* [WHAT THIS TASK INVOLVES] Write out exactly the lines from the one containing "Mark a point on each instance of the wooden table" through the last line of the records below, including both.

[Raw records]
==========

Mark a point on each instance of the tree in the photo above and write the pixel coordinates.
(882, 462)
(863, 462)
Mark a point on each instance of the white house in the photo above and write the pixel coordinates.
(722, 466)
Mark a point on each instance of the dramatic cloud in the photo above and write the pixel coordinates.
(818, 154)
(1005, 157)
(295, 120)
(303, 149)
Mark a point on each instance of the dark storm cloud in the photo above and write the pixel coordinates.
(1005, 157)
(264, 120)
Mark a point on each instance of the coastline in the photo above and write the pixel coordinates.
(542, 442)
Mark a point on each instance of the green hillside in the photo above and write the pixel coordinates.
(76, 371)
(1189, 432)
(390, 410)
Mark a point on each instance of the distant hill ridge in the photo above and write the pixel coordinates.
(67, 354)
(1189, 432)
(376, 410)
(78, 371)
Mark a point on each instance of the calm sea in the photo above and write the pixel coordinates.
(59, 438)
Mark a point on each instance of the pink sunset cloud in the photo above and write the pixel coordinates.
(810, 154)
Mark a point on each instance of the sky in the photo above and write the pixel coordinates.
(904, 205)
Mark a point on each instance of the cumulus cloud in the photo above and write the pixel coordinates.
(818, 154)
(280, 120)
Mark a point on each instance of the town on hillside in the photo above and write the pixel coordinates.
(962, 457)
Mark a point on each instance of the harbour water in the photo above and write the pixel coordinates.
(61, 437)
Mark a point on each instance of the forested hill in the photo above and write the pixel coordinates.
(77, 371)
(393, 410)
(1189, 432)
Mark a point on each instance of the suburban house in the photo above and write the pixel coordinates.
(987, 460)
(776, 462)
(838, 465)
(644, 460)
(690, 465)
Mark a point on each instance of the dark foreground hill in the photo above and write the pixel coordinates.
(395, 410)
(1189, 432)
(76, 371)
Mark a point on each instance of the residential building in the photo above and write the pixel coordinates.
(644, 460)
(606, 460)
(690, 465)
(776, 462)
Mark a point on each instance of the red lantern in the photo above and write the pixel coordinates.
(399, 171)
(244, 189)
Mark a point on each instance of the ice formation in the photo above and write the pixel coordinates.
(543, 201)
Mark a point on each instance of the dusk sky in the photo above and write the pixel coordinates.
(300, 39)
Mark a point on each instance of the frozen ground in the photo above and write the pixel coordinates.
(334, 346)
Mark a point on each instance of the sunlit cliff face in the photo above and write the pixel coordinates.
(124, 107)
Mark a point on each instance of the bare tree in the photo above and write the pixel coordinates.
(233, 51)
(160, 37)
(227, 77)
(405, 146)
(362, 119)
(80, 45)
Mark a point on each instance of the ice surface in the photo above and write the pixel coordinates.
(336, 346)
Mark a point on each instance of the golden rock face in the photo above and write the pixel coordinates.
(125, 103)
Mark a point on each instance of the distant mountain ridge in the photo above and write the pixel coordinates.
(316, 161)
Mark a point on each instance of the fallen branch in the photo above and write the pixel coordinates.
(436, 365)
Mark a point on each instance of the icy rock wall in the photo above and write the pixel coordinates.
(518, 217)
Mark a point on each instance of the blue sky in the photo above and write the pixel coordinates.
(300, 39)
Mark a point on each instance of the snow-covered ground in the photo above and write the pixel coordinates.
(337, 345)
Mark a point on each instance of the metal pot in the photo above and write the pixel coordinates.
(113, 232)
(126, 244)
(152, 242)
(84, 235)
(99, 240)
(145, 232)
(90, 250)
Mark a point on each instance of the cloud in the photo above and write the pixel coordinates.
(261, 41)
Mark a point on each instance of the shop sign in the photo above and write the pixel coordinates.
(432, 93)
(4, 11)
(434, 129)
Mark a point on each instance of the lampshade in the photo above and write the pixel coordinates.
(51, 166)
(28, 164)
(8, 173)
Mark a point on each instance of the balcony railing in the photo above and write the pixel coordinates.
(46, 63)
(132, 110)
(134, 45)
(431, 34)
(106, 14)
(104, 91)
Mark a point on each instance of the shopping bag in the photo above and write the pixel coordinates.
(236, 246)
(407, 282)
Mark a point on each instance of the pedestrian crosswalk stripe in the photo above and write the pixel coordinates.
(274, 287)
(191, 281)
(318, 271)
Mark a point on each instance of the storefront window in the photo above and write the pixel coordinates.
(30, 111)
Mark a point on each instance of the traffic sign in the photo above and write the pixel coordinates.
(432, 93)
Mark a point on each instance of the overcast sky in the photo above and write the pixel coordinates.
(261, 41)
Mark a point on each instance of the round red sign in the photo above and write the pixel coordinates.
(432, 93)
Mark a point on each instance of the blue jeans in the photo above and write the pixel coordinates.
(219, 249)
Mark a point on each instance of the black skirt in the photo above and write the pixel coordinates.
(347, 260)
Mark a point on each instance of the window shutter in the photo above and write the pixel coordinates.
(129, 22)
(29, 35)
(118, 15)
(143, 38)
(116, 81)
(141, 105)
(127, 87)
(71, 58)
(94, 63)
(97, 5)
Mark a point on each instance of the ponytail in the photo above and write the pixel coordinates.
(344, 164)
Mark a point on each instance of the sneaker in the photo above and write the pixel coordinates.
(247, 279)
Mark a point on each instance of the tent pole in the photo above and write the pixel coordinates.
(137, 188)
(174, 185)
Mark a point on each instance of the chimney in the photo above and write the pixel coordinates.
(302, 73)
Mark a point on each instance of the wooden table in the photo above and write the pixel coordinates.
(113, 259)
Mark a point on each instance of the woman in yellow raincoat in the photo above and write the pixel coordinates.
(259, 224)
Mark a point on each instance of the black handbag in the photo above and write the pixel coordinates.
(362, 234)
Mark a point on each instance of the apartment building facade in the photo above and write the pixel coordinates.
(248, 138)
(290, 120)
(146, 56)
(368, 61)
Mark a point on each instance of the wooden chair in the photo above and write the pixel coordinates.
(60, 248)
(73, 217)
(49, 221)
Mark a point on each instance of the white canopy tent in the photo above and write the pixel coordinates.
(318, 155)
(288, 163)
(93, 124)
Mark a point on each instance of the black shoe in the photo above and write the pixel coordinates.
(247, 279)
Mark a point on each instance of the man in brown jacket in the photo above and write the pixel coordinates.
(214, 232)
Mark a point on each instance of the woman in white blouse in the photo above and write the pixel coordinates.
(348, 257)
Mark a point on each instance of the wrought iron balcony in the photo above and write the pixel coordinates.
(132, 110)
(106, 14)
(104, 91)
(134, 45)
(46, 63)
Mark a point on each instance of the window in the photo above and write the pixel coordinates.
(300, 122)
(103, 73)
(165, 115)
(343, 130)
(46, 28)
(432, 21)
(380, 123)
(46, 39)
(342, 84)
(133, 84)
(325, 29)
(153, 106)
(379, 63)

==========

* [SOLUTION TO THIS EXERCISE]
Mark a point on each instance of the wooden table in the photo above and write the pixel coordinates.
(113, 259)
Mark a point on each instance of the woman in yellow raincoat in the photo above and write the pixel coordinates.
(259, 224)
Mark a point on each instance of the black handbag in the photo above and write the pixel coordinates.
(362, 234)
Mark a point on each instance of the apartment building facade in the photo above and write the pixel coordinates.
(248, 138)
(290, 120)
(146, 56)
(368, 61)
Mark a point on each instance of the wooden chair in the photo above and write the pixel coordinates.
(60, 248)
(73, 217)
(49, 221)
Mark a point on each instance of the white canopy tent in the photo above and write the pixel coordinates.
(318, 155)
(288, 163)
(93, 124)
Mark a point on each instance of the black shoe in the photo above and write the pixel coordinates.
(247, 279)
Mark a point on each instance of the man in brown jacket in the photo above and write the pixel coordinates.
(214, 232)
Mark a point on each instance of the woman in white blouse in the photo above and write the pixel coordinates.
(348, 257)
Mark a point on each instance of the wrought iron balcony in the photo above and write the pixel coordinates.
(132, 110)
(106, 14)
(104, 91)
(134, 45)
(46, 63)
Mark a point on each instance of the window in the photo above and write the pixel coordinates.
(300, 122)
(103, 73)
(165, 115)
(343, 130)
(46, 28)
(432, 21)
(380, 123)
(46, 39)
(342, 84)
(133, 84)
(325, 29)
(153, 106)
(379, 63)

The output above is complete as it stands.